[Excerpts from point annotation data]

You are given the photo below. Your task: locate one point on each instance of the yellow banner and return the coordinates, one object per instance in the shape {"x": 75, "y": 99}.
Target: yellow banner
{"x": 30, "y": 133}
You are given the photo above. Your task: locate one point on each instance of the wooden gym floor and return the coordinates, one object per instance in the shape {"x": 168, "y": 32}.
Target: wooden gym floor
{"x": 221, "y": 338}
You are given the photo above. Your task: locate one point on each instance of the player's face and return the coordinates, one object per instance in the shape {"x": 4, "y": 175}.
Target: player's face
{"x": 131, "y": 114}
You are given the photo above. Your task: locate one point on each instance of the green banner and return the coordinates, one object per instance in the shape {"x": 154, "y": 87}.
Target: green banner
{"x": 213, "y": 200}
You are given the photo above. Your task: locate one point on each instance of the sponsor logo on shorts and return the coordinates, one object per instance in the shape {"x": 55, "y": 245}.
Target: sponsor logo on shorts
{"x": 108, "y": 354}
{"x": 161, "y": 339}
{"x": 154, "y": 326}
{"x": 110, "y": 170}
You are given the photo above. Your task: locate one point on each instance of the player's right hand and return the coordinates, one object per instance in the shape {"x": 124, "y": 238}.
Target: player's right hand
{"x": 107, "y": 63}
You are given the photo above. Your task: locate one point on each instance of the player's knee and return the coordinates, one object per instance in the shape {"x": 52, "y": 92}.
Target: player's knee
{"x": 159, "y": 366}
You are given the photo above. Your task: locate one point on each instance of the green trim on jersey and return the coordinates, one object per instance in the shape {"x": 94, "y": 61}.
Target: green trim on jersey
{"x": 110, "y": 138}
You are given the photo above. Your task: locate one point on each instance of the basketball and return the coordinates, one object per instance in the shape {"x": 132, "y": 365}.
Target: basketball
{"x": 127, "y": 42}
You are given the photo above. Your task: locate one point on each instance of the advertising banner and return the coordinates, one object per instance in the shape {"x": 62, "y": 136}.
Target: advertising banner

= INSTRUCTIONS FOR THE TASK =
Recopy all the lines exactly as they appear.

= SOLUTION TO THE PROBLEM =
You are given the photo below. Your task: locate one point on each instance of the yellow banner and return the coordinates, one object per instance in the shape {"x": 75, "y": 99}.
Target: yellow banner
{"x": 30, "y": 133}
You are given the photo above. Your task: locate one point on each instance of the wooden gym floor and return the coordinates, one object per instance in the shape {"x": 168, "y": 32}.
Target: wooden gym floor
{"x": 221, "y": 338}
You are given the photo above. Your task: locate one point on each instance of the player's face and return the coordinates, one object per instance in the shape {"x": 4, "y": 175}.
Target: player's face
{"x": 131, "y": 114}
You are given the photo above. Your task: locate one point on each instance of the green banner and return the coordinates, one object per instance in the shape {"x": 154, "y": 87}.
Target: green banner
{"x": 213, "y": 200}
You are given the photo above. Your task: locate one point on each instance of the sponsor logo on shorts and return the coordinates, one object per instance in the shape {"x": 55, "y": 245}.
Target: sponsor logo on shorts
{"x": 108, "y": 354}
{"x": 161, "y": 339}
{"x": 154, "y": 326}
{"x": 110, "y": 170}
You are given the photo above. Your task: locate one point on each instance of the player's right hand and return the coordinates, one object per instance in the shape {"x": 124, "y": 238}.
Target: player's right hand
{"x": 107, "y": 63}
You are given the photo above. Your task: locate one point on each instance of the player's knee and return the coordinates, one object per instance in the shape {"x": 52, "y": 92}.
Target: player's knee
{"x": 159, "y": 366}
You are given the photo above. Your task: locate one point on each instance of the green trim on jersey and return the coordinates, one object per instance in the shape {"x": 94, "y": 61}.
Target: green trim on jersey
{"x": 110, "y": 138}
You are given the photo above. Your task: locate one point on each instance of the basketball and return the coordinates, one object per instance in the shape {"x": 132, "y": 365}.
Target: basketball
{"x": 127, "y": 42}
You are given the photo above. Your task: locate one point on each instance of the advertising banner and return the coordinates, one object per instance in the shape {"x": 62, "y": 136}.
Target: advertising banner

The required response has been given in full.